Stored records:
....

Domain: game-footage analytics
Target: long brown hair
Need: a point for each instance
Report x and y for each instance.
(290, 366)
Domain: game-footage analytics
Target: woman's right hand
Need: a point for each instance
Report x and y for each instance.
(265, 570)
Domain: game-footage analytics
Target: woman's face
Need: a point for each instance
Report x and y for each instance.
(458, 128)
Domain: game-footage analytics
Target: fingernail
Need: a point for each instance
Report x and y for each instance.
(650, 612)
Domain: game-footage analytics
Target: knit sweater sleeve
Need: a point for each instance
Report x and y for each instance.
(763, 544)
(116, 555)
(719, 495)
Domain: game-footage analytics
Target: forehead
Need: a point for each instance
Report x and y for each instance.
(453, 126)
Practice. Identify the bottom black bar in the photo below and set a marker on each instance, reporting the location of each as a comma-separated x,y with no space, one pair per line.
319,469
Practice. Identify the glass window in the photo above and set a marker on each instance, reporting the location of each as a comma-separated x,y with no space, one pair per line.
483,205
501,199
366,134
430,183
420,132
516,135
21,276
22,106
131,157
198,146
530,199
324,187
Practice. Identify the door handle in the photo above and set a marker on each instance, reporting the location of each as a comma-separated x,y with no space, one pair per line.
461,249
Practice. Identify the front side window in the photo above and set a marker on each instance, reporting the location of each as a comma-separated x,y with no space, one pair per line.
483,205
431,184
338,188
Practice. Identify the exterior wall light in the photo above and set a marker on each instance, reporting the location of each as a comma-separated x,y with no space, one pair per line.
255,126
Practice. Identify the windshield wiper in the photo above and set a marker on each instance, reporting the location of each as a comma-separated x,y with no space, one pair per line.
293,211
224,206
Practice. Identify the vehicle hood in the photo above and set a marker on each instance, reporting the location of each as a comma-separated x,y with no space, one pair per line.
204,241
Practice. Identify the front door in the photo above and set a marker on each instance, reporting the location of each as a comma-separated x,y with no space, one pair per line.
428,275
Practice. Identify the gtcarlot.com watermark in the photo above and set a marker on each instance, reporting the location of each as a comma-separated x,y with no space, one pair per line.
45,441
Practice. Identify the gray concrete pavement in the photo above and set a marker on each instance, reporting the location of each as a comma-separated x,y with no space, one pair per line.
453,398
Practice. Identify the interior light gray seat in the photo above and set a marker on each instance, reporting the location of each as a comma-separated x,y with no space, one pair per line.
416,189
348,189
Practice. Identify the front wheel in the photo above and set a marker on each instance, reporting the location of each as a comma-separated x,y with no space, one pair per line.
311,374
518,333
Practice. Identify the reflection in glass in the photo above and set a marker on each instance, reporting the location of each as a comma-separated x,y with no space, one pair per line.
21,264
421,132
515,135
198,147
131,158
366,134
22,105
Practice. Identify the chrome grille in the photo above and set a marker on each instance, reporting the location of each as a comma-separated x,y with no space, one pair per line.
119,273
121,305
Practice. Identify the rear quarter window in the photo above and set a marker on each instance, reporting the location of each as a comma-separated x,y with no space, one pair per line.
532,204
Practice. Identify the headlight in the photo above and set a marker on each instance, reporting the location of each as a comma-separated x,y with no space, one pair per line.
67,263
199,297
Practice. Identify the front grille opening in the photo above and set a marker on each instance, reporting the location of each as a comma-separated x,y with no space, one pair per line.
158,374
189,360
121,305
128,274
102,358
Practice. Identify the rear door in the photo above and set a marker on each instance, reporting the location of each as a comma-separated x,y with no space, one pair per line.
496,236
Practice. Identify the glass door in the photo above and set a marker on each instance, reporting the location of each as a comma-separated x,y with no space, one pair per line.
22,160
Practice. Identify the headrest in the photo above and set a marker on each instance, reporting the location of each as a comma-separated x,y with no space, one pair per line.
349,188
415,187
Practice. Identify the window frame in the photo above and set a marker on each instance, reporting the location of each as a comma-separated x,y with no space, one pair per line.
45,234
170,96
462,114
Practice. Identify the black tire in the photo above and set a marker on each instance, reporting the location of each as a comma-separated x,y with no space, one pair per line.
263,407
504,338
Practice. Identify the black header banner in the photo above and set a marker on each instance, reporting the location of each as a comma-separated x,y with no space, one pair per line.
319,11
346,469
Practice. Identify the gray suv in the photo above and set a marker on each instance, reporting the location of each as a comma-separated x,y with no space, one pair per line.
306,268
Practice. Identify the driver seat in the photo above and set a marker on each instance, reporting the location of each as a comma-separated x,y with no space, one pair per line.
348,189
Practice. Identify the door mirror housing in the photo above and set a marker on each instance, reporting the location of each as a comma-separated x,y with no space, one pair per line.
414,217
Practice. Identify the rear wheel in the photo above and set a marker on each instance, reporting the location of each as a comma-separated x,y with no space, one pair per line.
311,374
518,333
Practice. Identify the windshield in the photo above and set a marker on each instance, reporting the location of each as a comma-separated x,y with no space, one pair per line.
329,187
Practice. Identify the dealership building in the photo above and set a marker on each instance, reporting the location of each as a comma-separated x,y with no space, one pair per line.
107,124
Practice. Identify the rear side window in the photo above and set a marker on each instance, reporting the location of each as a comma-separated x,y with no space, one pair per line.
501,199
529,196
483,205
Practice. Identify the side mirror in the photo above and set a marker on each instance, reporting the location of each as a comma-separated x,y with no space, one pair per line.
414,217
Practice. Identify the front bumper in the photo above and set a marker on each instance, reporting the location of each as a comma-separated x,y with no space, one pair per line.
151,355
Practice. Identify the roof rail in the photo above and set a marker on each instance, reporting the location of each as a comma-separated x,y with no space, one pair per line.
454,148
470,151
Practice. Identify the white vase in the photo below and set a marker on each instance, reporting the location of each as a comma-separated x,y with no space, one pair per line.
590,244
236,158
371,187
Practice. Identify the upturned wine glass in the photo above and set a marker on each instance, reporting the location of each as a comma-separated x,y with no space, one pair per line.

....

If the string "Target" appears in a line of the data above, that line counts. State how many such lines there are and nothing more.

6